§ **What you will do**
Count the lines in the rows below that contain the string "flag". Reply with the number alone.

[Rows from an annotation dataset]
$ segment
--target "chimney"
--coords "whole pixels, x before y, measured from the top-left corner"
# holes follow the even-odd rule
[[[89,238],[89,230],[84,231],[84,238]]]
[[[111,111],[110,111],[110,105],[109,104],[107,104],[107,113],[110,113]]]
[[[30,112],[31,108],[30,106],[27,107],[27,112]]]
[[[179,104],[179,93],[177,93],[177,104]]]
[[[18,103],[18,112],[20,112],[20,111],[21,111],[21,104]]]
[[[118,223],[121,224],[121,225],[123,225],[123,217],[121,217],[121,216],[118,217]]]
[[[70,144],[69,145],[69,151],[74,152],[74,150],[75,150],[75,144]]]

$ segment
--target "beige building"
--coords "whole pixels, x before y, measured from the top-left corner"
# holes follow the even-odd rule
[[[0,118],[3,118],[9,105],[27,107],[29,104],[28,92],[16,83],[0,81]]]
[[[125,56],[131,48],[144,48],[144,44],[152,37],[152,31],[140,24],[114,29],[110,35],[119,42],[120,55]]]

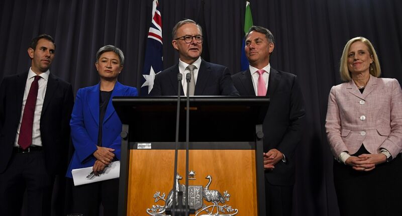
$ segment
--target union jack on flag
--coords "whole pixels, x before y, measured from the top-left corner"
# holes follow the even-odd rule
[[[162,17],[158,0],[152,3],[152,19],[149,26],[145,49],[145,58],[142,75],[144,84],[141,86],[141,95],[148,95],[154,86],[155,75],[162,69]]]

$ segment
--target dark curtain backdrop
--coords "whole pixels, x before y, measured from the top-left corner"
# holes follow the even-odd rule
[[[152,2],[0,1],[0,78],[27,70],[30,40],[46,33],[53,36],[57,44],[51,71],[71,83],[74,92],[98,81],[95,54],[107,44],[115,45],[125,53],[126,62],[120,81],[139,88]],[[341,82],[338,68],[343,47],[357,36],[373,43],[379,56],[381,76],[402,81],[402,2],[250,2],[254,25],[268,28],[275,38],[271,66],[298,76],[306,103],[307,125],[296,152],[294,215],[338,215],[333,158],[324,129],[328,93],[331,86]],[[163,65],[167,68],[178,59],[171,44],[172,28],[183,18],[197,20],[201,2],[160,0],[159,4]],[[208,34],[211,61],[227,66],[233,73],[240,68],[245,5],[244,0],[205,1],[204,33]]]

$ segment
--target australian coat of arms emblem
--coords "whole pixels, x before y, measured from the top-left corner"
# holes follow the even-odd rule
[[[195,172],[191,170],[188,173],[189,179],[195,179],[194,175]],[[208,182],[205,187],[203,185],[188,185],[188,198],[187,199],[189,207],[190,209],[195,211],[195,216],[207,215],[219,215],[230,216],[237,214],[238,210],[234,209],[231,206],[227,204],[230,198],[230,194],[227,191],[225,191],[223,194],[217,190],[210,189],[210,186],[212,182],[212,177],[208,175],[206,179],[208,179]],[[186,188],[185,185],[180,185],[179,181],[182,179],[178,173],[175,178],[175,184],[176,191],[173,191],[173,189],[170,190],[166,196],[166,194],[163,192],[161,194],[161,192],[156,191],[154,194],[155,202],[164,202],[164,204],[155,204],[151,208],[147,208],[147,213],[153,216],[167,215],[166,209],[171,208],[173,205],[178,205],[178,192],[183,192],[182,204],[184,205],[187,195],[185,194]],[[175,196],[173,193],[176,193]],[[174,202],[173,197],[176,197],[176,201]],[[205,202],[205,203],[204,203]],[[162,204],[162,203],[161,203]]]

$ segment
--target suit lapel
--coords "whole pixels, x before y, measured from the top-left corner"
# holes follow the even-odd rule
[[[87,103],[93,120],[99,126],[99,83],[92,86],[88,92]]]
[[[207,86],[208,79],[212,72],[212,70],[209,64],[207,64],[204,60],[201,60],[201,64],[198,70],[197,82],[195,83],[195,89],[194,91],[194,95],[203,95],[203,92]]]
[[[177,95],[177,88],[178,87],[178,82],[177,81],[177,73],[179,73],[179,65],[178,64],[175,65],[175,66],[168,72],[169,76],[169,80],[170,81],[170,84],[173,86],[173,90],[174,95]],[[183,77],[183,79],[185,80],[185,77]],[[180,88],[181,95],[184,95],[184,92],[183,91],[183,88]]]
[[[19,118],[21,116],[24,92],[25,90],[25,85],[27,84],[27,78],[28,76],[28,72],[19,74],[17,77],[17,85],[14,86],[16,88],[15,92],[17,92],[15,102],[16,107],[17,109],[17,116]]]
[[[275,93],[279,81],[280,81],[280,75],[278,71],[271,67],[269,72],[269,79],[268,81],[267,96],[272,96]]]
[[[116,84],[115,84],[113,91],[112,91],[112,95],[110,96],[109,102],[108,103],[108,107],[106,107],[106,113],[105,114],[105,117],[104,118],[104,124],[112,116],[113,113],[115,112],[113,104],[112,103],[112,98],[115,96],[124,96],[123,94],[123,85],[120,84],[120,82],[117,82]]]
[[[366,87],[364,88],[364,90],[363,91],[363,95],[362,96],[363,99],[365,98],[373,90],[378,87],[379,86],[378,81],[378,78],[371,75],[370,75],[370,79],[368,80],[367,84],[366,85]]]
[[[47,80],[47,85],[46,86],[46,93],[45,94],[45,98],[43,100],[43,106],[42,107],[41,116],[46,112],[46,109],[49,106],[49,104],[52,100],[56,89],[59,85],[59,80],[57,77],[51,73],[49,74],[49,78]]]
[[[239,76],[239,78],[243,85],[243,88],[246,90],[246,93],[248,96],[255,96],[254,87],[253,85],[253,78],[250,69],[248,69],[241,72],[242,76]]]
[[[348,84],[346,85],[346,89],[349,92],[359,98],[365,99],[366,97],[378,86],[378,78],[370,75],[370,79],[368,80],[368,82],[367,85],[366,85],[366,87],[364,88],[364,90],[363,91],[362,94],[359,90],[357,86],[356,86],[353,80],[348,82]]]

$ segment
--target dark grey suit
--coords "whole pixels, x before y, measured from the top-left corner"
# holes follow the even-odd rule
[[[13,153],[28,74],[26,72],[5,77],[0,86],[0,209],[4,215],[14,215],[19,210],[26,187],[29,193],[39,196],[29,200],[29,205],[47,211],[45,209],[50,202],[42,200],[48,199],[47,192],[51,193],[55,174],[65,172],[66,168],[69,123],[73,105],[72,89],[69,83],[51,73],[40,118],[43,150]],[[25,160],[32,160],[25,164],[32,166],[28,170],[22,166]],[[38,177],[38,173],[43,175]],[[47,192],[37,194],[35,191],[38,190]],[[30,199],[32,196],[28,196]],[[43,206],[37,207],[35,205]],[[48,213],[30,212],[30,215]]]
[[[232,78],[235,87],[241,96],[255,96],[249,70],[238,73],[232,76]],[[271,68],[267,96],[269,96],[271,101],[263,124],[264,152],[276,149],[285,155],[286,162],[280,161],[275,165],[272,171],[265,171],[266,188],[269,185],[285,186],[280,187],[279,190],[282,191],[278,193],[283,195],[286,193],[283,190],[287,190],[290,197],[283,198],[289,201],[291,205],[292,185],[294,183],[293,156],[297,144],[301,138],[305,115],[303,95],[296,76]],[[272,194],[272,191],[266,194],[267,205],[270,206],[267,213],[270,212],[271,214],[268,215],[286,214],[280,213],[286,209],[272,211],[272,208],[283,208],[276,206],[280,203],[272,202],[278,199],[278,195]],[[291,208],[291,206],[290,208]]]

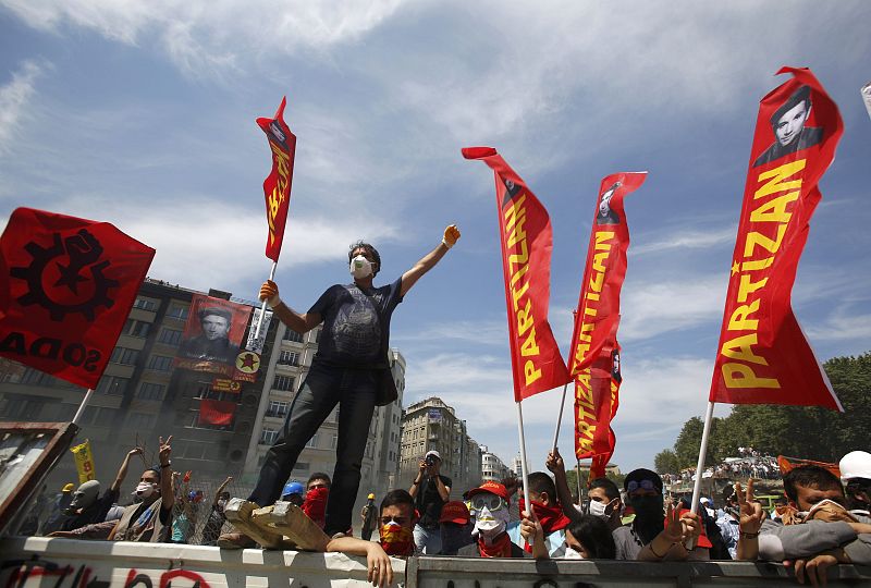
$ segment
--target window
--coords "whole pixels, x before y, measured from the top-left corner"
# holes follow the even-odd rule
[[[130,378],[120,378],[118,376],[103,376],[97,382],[95,391],[100,394],[122,395],[127,389]]]
[[[143,400],[163,400],[163,392],[167,387],[163,384],[143,382],[139,387],[139,393],[136,394]]]
[[[165,355],[152,355],[148,360],[148,369],[169,371],[172,369],[172,357],[167,357]]]
[[[144,320],[134,320],[127,319],[124,323],[124,330],[121,331],[124,334],[131,336],[148,336],[148,328],[151,327],[150,322],[145,322]]]
[[[303,335],[297,333],[293,329],[286,329],[284,331],[284,341],[295,341],[296,343],[302,343]]]
[[[154,417],[145,413],[131,413],[127,416],[127,427],[135,430],[150,429]]]
[[[152,298],[145,298],[136,296],[136,302],[133,303],[134,308],[142,308],[143,310],[157,310],[157,301]]]
[[[272,388],[275,390],[290,391],[293,390],[293,376],[275,376],[275,381],[272,382]]]
[[[165,345],[177,345],[182,342],[182,332],[179,329],[163,329],[157,340]]]
[[[279,356],[279,364],[282,364],[284,366],[298,366],[299,354],[296,352],[283,351]]]
[[[136,359],[139,357],[139,352],[137,350],[128,350],[126,347],[115,347],[112,350],[112,356],[109,357],[110,362],[115,364],[123,364],[125,366],[132,366],[136,363]]]
[[[268,429],[263,427],[262,432],[260,433],[260,444],[261,445],[273,445],[279,438],[279,430],[278,429]]]
[[[269,401],[269,408],[266,409],[266,416],[283,417],[287,414],[290,402]]]
[[[187,320],[187,314],[189,311],[191,307],[187,305],[173,304],[172,306],[170,306],[170,309],[167,310],[167,316],[170,318]]]

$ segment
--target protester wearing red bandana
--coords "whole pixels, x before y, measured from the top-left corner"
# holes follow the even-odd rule
[[[533,471],[527,478],[529,487],[529,501],[532,503],[532,514],[541,524],[544,540],[548,543],[548,554],[551,558],[562,558],[565,554],[565,528],[571,520],[563,514],[563,507],[556,500],[556,487],[544,471]],[[519,500],[520,512],[526,511],[526,502]],[[511,540],[523,546],[528,552],[532,548],[520,536],[520,524],[514,523],[508,527]]]
[[[466,493],[475,515],[475,542],[461,548],[461,558],[530,558],[505,531],[508,524],[508,492],[494,481],[486,481]]]
[[[415,499],[405,490],[391,490],[381,501],[378,535],[381,548],[394,558],[415,554]]]

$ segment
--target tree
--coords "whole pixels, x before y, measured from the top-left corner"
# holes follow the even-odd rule
[[[662,450],[653,457],[653,467],[658,474],[677,474],[680,471],[677,454],[668,449]]]

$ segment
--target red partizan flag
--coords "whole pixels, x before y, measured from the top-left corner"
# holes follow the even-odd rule
[[[629,248],[623,199],[646,179],[647,172],[623,172],[602,180],[575,313],[569,370],[575,378],[575,455],[593,457],[591,479],[593,474],[604,476],[615,444],[611,419],[621,383],[619,293]]]
[[[287,207],[291,204],[291,183],[293,182],[293,159],[296,155],[296,135],[291,133],[284,122],[284,107],[287,97],[281,99],[281,106],[274,119],[260,118],[257,124],[269,139],[272,150],[272,171],[263,181],[266,196],[266,221],[269,224],[269,237],[266,242],[266,256],[278,262],[281,255],[281,243],[284,240],[284,224],[287,222]]]
[[[790,294],[844,123],[810,70],[777,73],[794,77],[760,101],[710,401],[843,411]]]
[[[235,415],[235,402],[213,401],[209,399],[199,401],[199,422],[201,425],[232,425],[233,415]]]
[[[154,257],[108,222],[15,209],[0,237],[0,355],[96,388]]]
[[[495,149],[467,147],[463,157],[482,160],[495,174],[514,400],[520,402],[572,380],[548,322],[551,221]]]

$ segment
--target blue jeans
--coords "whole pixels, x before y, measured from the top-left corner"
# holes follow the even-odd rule
[[[339,404],[339,443],[323,530],[330,536],[346,532],[351,528],[351,512],[360,486],[360,465],[375,413],[377,375],[377,370],[329,367],[316,359],[291,404],[275,444],[266,454],[248,500],[266,506],[281,498],[303,448]]]

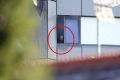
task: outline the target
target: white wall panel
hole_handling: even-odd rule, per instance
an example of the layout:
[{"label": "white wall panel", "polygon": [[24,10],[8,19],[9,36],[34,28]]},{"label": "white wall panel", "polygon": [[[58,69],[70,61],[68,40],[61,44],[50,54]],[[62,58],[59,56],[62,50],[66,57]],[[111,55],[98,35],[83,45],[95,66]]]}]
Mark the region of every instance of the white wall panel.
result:
[{"label": "white wall panel", "polygon": [[120,19],[116,20],[116,24],[99,22],[101,44],[120,45]]},{"label": "white wall panel", "polygon": [[[56,26],[56,2],[48,1],[48,32]],[[56,30],[50,34],[50,46],[56,51]],[[48,48],[49,49],[49,48]],[[56,54],[48,50],[48,58],[56,59]]]},{"label": "white wall panel", "polygon": [[81,43],[97,44],[97,19],[81,18]]}]

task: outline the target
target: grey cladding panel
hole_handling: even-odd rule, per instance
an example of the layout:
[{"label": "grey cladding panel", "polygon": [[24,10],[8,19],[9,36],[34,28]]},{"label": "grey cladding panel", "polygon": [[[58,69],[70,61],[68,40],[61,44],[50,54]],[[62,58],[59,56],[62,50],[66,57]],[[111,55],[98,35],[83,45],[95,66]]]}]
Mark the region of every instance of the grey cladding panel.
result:
[{"label": "grey cladding panel", "polygon": [[82,0],[82,15],[95,16],[93,0]]},{"label": "grey cladding panel", "polygon": [[97,46],[82,46],[83,57],[97,56]]},{"label": "grey cladding panel", "polygon": [[81,15],[81,0],[57,0],[57,15]]},{"label": "grey cladding panel", "polygon": [[112,52],[119,52],[120,46],[112,46],[112,45],[102,46],[101,51],[102,51],[102,53],[112,54]]}]

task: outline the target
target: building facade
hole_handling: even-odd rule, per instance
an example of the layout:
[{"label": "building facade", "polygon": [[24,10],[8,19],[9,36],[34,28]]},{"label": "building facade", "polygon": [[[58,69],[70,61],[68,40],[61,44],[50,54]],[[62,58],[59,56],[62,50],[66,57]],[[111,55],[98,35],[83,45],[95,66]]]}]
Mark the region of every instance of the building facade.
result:
[{"label": "building facade", "polygon": [[[43,4],[38,6],[42,21],[38,30],[38,43],[42,45],[41,58],[61,61],[110,55],[108,53],[120,51],[120,5],[112,8],[117,21],[113,24],[102,22],[96,17],[93,0],[41,2]],[[70,30],[64,26],[55,28],[59,25],[68,27],[73,32],[74,39]],[[71,48],[73,41],[74,47],[70,52],[64,55],[55,53],[66,52]],[[48,42],[53,51],[49,48]]]}]

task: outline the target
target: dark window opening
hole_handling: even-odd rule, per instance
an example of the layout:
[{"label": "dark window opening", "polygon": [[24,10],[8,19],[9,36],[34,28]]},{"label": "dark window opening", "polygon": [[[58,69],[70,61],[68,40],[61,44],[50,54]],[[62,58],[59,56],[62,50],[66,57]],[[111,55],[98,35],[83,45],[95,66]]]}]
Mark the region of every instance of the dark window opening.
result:
[{"label": "dark window opening", "polygon": [[69,27],[74,33],[74,43],[80,43],[80,17],[79,16],[57,16],[57,43],[72,43],[72,33],[61,27],[62,25]]}]

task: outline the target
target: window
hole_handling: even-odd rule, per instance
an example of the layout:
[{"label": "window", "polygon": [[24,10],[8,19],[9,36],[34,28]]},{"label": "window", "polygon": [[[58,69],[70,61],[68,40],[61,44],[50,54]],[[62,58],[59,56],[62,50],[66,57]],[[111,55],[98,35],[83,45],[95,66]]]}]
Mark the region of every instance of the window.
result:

§ **Answer to this exercise**
2